*Directions*: Reproduce the passage on Barcelo's ceiling word for word, starting at "Barcelo, pictured, has" and ending at "world in 2006.".

*Given passage*:

Barcelo, pictured, has been compared to Miro and Picasso
Only a political squabble over the cost of the art work has been able to cast a shadow over the significance of Barcelo's piece, the opening ceremony for which will be attended by UN Secretary-General Ban Ki-moon, Spain's King Juan Carlos and Prime Minister Jose Luis Rodriguez Zapatero on Tuesday, Nov. 18.
Barcelo, who is being compared with Pablo Picasso (1881-1973) and Joan Miro (1893-1983), worked for 13 months on redecorating a negotiating room which will now be known as the Chamber for Human Rights and the Alliance of Civilizations.
The Alliance of Civilizations project was launched by Zapatero and his Turkish counterpart Recep Tayyip Erdogan to improve dialogue between the West and the Muslim world in 2006.
A new masterpiece
The ceiling created by Barcelo has been compared with Michelangelo's work at the Sistine Chapel. It turns the room into a cave dripping with thousands of multicoloured stalactites and is swept over by a stormy sea.
"The cave is a metaphor for the agora, the first meeting place of humans, the big African tree under which to sit to talk, and the only possible future: dialogue, human rights," Barcelo explains.

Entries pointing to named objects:
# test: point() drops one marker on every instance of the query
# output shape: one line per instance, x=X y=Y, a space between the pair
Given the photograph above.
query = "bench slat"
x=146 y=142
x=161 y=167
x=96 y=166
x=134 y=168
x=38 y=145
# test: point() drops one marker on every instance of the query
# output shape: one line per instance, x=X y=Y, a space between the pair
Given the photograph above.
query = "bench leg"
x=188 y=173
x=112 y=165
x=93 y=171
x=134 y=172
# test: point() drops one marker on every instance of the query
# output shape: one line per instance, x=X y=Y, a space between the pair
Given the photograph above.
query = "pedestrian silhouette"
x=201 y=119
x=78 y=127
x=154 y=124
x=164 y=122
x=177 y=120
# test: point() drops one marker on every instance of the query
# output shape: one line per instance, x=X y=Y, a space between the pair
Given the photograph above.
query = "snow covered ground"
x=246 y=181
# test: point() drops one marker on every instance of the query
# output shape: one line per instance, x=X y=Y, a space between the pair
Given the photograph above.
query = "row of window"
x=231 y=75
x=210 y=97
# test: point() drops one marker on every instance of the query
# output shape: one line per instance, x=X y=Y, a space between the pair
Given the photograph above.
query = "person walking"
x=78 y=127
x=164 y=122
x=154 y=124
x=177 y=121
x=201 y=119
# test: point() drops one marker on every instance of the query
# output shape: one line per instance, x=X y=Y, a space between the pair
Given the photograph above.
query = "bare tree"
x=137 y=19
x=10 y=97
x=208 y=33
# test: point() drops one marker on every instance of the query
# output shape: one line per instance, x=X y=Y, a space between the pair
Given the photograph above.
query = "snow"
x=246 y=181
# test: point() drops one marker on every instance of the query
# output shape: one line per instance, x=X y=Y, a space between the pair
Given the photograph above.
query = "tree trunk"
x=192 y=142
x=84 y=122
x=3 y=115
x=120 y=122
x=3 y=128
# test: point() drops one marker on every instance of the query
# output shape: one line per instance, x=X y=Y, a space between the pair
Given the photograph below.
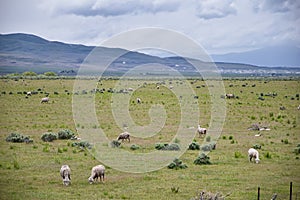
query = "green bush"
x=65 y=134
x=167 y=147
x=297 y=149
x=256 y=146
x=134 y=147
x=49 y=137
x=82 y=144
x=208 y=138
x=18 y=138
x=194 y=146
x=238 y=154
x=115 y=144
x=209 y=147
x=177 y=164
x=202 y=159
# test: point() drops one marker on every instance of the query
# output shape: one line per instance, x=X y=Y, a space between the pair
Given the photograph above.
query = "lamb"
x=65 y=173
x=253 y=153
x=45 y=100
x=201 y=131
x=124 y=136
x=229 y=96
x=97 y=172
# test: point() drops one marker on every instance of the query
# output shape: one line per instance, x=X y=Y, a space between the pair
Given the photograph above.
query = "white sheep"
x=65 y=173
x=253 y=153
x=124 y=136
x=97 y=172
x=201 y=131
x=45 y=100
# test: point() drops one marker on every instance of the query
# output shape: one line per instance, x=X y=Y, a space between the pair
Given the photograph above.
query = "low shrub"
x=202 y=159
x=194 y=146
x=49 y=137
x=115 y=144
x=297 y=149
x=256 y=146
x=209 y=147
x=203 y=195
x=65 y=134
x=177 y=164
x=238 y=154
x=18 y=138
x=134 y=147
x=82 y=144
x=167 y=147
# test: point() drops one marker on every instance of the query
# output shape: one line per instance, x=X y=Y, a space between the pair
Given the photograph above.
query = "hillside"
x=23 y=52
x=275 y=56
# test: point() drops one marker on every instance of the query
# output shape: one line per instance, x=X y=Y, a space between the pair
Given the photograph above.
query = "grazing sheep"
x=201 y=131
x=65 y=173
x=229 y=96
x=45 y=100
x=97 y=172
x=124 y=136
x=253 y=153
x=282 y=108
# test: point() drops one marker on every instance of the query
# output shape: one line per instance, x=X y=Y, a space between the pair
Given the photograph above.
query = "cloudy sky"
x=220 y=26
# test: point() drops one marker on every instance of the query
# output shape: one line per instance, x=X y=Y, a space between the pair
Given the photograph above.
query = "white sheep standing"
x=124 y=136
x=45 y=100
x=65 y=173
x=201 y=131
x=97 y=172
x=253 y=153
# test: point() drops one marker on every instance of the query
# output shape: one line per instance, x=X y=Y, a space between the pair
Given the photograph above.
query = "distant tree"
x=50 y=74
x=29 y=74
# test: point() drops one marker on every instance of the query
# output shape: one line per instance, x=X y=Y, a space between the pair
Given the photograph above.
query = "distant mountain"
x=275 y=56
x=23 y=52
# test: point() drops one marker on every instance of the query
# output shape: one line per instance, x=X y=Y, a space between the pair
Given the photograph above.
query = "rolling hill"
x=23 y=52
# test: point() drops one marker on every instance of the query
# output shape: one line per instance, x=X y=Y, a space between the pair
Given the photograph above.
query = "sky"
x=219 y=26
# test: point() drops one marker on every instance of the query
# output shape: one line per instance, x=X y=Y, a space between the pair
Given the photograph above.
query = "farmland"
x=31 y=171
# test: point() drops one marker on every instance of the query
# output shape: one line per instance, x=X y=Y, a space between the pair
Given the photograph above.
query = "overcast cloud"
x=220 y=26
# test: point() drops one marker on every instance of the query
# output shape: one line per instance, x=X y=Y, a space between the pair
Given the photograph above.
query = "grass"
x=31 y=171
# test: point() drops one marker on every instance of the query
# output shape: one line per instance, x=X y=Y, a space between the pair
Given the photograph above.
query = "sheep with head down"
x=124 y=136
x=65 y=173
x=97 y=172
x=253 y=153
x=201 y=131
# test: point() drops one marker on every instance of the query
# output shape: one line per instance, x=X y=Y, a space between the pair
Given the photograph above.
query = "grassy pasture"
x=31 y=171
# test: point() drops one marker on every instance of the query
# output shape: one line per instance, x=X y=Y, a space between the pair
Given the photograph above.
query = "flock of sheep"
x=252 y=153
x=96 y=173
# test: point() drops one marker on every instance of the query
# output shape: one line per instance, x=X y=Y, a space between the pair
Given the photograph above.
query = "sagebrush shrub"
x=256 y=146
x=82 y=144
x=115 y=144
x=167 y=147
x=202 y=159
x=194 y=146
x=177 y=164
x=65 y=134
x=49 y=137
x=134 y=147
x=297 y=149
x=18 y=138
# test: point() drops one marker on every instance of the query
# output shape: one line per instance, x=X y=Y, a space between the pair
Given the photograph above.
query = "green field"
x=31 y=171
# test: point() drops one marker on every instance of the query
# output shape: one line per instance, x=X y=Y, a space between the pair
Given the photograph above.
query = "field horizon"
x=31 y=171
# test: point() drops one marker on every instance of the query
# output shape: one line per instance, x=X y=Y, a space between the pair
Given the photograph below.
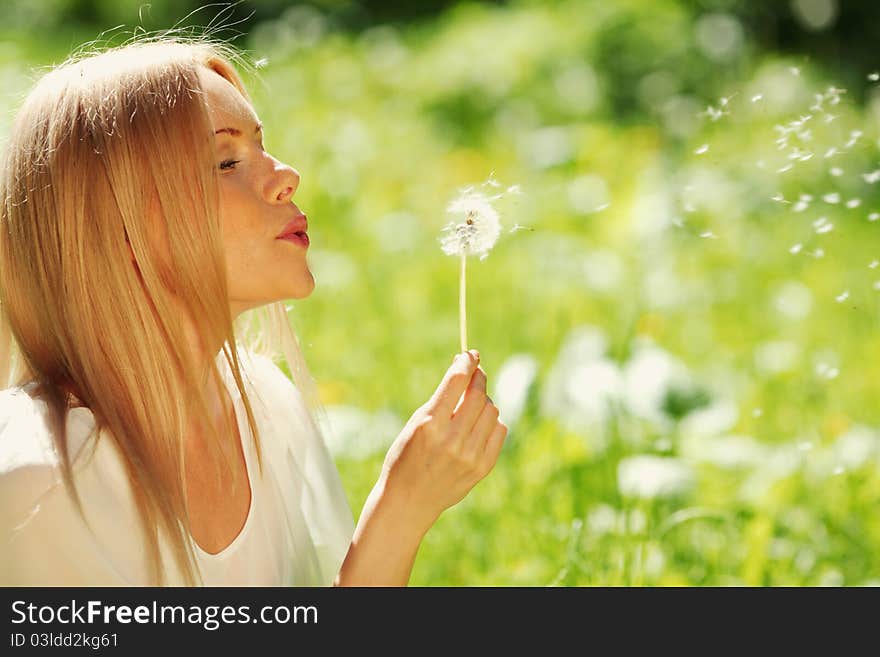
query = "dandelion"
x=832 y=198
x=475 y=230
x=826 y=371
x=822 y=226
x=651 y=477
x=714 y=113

* * *

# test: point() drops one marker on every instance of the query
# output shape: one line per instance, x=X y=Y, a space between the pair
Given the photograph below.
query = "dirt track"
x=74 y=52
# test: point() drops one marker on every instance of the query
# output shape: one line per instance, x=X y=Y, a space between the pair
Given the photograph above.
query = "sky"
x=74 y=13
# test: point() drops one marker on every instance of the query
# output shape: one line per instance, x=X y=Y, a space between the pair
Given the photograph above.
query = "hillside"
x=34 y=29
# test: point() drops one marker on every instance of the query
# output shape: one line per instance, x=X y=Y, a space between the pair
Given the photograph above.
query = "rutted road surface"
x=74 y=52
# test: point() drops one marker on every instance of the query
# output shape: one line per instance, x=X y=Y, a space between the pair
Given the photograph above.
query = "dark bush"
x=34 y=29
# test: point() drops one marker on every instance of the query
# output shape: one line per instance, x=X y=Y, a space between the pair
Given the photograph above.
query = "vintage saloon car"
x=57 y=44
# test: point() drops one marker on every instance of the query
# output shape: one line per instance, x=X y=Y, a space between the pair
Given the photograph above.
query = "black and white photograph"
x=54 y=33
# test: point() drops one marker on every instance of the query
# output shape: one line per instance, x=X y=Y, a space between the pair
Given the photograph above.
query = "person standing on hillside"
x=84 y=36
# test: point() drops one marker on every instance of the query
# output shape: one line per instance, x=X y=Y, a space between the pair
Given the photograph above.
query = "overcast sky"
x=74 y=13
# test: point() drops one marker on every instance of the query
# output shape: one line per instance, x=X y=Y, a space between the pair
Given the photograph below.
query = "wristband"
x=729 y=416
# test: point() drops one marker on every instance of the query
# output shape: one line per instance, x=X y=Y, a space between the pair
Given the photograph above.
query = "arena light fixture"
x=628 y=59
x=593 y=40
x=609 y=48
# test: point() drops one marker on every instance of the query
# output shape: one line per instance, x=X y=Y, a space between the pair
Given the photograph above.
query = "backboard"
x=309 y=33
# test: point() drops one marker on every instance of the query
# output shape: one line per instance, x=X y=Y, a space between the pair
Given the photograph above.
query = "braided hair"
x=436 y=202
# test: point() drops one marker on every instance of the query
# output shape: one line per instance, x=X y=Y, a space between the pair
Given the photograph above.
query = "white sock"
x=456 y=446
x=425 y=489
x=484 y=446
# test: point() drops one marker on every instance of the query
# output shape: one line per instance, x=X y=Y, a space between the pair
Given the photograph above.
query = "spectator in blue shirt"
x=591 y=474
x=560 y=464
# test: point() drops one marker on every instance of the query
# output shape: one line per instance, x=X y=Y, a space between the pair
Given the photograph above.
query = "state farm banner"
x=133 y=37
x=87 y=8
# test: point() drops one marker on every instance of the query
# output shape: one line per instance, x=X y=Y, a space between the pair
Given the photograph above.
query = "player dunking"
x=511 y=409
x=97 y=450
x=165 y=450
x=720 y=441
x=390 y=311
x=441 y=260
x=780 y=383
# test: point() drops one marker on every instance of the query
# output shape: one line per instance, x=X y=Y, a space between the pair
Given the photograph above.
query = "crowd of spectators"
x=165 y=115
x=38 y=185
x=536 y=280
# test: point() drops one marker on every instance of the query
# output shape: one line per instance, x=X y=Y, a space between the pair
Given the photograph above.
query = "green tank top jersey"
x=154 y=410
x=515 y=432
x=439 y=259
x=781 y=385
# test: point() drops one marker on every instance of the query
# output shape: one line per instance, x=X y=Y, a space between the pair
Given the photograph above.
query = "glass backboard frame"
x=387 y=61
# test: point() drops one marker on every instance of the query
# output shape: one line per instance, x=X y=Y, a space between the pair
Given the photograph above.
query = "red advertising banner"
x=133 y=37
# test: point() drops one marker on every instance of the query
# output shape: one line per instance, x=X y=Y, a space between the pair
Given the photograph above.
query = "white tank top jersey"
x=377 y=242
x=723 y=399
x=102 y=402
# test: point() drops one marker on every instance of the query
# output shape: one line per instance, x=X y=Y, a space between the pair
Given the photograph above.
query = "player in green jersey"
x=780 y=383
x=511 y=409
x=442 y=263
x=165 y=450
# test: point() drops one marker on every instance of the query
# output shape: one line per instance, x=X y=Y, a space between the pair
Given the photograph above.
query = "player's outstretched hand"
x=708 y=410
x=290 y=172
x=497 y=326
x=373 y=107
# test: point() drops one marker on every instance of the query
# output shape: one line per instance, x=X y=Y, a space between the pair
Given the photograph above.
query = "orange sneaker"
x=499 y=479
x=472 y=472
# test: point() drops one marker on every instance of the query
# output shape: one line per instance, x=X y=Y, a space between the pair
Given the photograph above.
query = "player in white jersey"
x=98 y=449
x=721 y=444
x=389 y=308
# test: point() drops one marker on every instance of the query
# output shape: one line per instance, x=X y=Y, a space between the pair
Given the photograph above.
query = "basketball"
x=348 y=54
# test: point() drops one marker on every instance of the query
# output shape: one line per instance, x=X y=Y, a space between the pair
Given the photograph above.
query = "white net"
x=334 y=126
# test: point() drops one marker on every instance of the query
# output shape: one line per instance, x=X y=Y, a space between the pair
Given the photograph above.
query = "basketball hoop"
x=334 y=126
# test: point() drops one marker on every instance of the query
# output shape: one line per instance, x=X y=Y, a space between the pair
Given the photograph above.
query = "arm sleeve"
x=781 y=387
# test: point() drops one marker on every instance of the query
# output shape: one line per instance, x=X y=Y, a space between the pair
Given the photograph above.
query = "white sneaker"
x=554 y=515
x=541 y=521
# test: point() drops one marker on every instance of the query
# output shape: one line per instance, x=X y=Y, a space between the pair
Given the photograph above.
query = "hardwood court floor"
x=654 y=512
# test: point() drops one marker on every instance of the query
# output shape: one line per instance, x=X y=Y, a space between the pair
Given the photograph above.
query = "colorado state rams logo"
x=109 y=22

--

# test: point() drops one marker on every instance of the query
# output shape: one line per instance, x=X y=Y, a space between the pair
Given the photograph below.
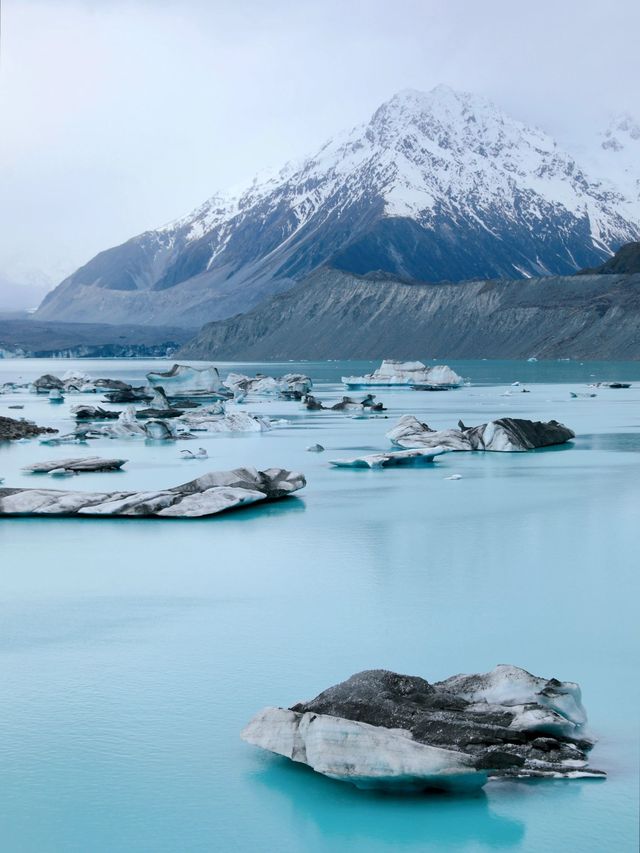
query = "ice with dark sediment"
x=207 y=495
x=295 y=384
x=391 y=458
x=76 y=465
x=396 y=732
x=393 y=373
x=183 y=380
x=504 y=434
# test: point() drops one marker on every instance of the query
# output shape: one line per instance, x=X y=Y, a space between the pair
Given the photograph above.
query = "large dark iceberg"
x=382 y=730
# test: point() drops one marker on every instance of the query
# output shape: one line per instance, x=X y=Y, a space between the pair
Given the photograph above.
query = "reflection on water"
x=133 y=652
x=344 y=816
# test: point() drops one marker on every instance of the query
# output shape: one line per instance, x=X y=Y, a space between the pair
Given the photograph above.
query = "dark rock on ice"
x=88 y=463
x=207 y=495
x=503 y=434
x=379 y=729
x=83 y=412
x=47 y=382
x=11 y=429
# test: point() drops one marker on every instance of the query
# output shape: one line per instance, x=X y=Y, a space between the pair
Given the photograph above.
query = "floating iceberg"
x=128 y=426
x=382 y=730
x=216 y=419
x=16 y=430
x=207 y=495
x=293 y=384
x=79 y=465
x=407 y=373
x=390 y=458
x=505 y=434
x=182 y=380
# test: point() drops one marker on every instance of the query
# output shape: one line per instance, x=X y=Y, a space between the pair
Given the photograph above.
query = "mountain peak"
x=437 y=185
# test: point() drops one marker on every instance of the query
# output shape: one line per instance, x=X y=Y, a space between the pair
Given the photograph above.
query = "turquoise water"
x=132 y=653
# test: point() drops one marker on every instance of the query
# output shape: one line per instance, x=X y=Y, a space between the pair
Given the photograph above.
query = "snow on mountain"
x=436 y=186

*Response to this task*:
Barcelo, pictured, has been compared to Miro and Picasso
Only a political squabble over the cost of the art work has been able to cast a shadow over the significance of Barcelo's piece, the opening ceremony for which will be attended by UN Secretary-General Ban Ki-moon, Spain's King Juan Carlos and Prime Minister Jose Luis Rodriguez Zapatero on Tuesday, Nov. 18.
Barcelo, who is being compared with Pablo Picasso (1881-1973) and Joan Miro (1893-1983), worked for 13 months on redecorating a negotiating room which will now be known as the Chamber for Human Rights and the Alliance of Civilizations.
The Alliance of Civilizations project was launched by Zapatero and his Turkish counterpart Recep Tayyip Erdogan to improve dialogue between the West and the Muslim world in 2006.